GOAL OF THE EXERCISE: From the line with "man in black" through the final line, please write out the listing exactly, including both of those lines.

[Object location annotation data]
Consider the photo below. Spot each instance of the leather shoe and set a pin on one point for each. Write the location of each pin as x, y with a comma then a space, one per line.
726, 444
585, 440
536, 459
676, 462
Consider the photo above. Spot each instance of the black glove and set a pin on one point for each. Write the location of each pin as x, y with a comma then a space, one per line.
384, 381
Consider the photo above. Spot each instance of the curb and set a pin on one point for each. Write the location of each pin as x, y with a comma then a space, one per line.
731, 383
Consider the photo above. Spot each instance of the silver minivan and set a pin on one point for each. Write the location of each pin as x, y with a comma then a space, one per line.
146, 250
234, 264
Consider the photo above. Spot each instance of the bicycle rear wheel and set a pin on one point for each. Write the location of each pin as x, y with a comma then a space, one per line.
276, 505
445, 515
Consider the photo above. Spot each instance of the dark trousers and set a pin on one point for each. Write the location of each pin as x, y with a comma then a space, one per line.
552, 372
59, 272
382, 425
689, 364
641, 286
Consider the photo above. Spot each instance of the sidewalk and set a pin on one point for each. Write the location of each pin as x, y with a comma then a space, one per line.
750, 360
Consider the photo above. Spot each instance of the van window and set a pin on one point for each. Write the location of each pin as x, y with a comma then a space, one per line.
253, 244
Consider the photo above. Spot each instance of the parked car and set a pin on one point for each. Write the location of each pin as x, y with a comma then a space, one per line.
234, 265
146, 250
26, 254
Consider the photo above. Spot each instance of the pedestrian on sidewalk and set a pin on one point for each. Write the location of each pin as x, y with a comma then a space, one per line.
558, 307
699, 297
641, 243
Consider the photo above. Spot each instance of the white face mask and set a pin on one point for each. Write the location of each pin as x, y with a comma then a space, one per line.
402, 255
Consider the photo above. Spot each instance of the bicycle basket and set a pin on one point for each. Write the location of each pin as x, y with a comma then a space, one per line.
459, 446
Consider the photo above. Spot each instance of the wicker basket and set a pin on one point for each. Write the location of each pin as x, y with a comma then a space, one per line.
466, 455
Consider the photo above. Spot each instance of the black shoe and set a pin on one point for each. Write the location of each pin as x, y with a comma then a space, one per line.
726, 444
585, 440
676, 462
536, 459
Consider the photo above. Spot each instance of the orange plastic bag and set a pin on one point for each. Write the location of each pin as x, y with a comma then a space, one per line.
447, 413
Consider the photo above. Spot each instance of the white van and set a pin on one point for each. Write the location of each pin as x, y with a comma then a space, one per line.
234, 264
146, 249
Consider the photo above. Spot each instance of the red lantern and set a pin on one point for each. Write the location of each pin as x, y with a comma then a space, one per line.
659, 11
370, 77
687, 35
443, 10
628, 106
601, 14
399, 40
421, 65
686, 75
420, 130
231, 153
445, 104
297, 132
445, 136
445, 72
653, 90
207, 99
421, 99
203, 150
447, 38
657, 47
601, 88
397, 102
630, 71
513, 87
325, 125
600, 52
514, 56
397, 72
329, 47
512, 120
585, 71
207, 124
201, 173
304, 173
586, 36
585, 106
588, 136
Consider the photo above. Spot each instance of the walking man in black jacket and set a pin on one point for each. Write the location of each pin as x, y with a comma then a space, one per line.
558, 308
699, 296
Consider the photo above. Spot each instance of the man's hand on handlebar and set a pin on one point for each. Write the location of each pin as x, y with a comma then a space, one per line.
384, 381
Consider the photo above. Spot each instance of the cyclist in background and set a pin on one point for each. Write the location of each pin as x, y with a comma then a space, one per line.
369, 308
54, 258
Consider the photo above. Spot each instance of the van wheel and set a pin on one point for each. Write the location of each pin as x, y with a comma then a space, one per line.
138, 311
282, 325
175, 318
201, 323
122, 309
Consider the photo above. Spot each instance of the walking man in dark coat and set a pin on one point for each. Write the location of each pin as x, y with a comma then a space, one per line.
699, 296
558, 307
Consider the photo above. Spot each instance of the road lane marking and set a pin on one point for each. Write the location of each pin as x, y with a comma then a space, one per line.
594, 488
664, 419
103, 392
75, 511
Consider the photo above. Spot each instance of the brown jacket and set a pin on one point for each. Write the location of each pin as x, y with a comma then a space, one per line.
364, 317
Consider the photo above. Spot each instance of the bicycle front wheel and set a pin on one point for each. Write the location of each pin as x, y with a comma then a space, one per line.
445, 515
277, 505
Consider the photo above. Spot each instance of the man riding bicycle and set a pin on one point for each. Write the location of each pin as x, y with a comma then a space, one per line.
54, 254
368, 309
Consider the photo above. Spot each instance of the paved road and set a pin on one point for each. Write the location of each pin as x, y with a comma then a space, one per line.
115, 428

EXERCISE RESPONSE:
Consider the photo above. Spot each instance of the walking man in black jacket and set a pin on one point for each. Write the location of each pin as x, y with a comma then a space, one per line.
558, 308
699, 296
Consider the photo above. Spot each instance of the man's hand on handlebar and set a pin on one point for each. Write the location of each pin as x, y with a comma then a space, one per line.
384, 381
Consider the photo above. Spot each instance of the cyclist in background and set a pin on one point for each. Write the location of each pin as x, y with a comma then a space, one per line.
369, 308
54, 258
Consider the photo above. Spot each instance of the van wheel and set a pin on one point for each. Write the location of each pin as x, y with a comma then a space, one per line.
138, 311
282, 325
175, 318
201, 323
122, 309
Consider the photo above. Spot each instance of the walking man in dark coat and set a pin on one point for each. Write the location of each pin as x, y with a comma then a space, one per line.
699, 296
558, 307
Consider the photo above. Spot each instance of the road lane marking and set a pin on one point for each. Write the location of each pin as x, y with a comma then a space, one per line.
594, 488
664, 419
103, 392
75, 511
Consider the photo above. Spot each instance of the brown jacket and set a pin on one point for each. Write the location of each pin as x, y with a comma then a space, one per line.
364, 317
Consider the photo above. Spot each instance of the bicycle front wheel and set a pin on one point for each. Write the location of each pin as x, y with a comma then a space, one per line.
445, 515
277, 505
Consider the photo above. Spot each instance of the man riding bicycle and set a pin on one point for each. Write the location of each pin as x, y with a comma then a space, one per line.
54, 254
368, 309
Consider the photo above. Spot each instance of the paved road and set a pin on one point for each. Write the location of each pin as x, y with a comma then a space, one per line.
115, 428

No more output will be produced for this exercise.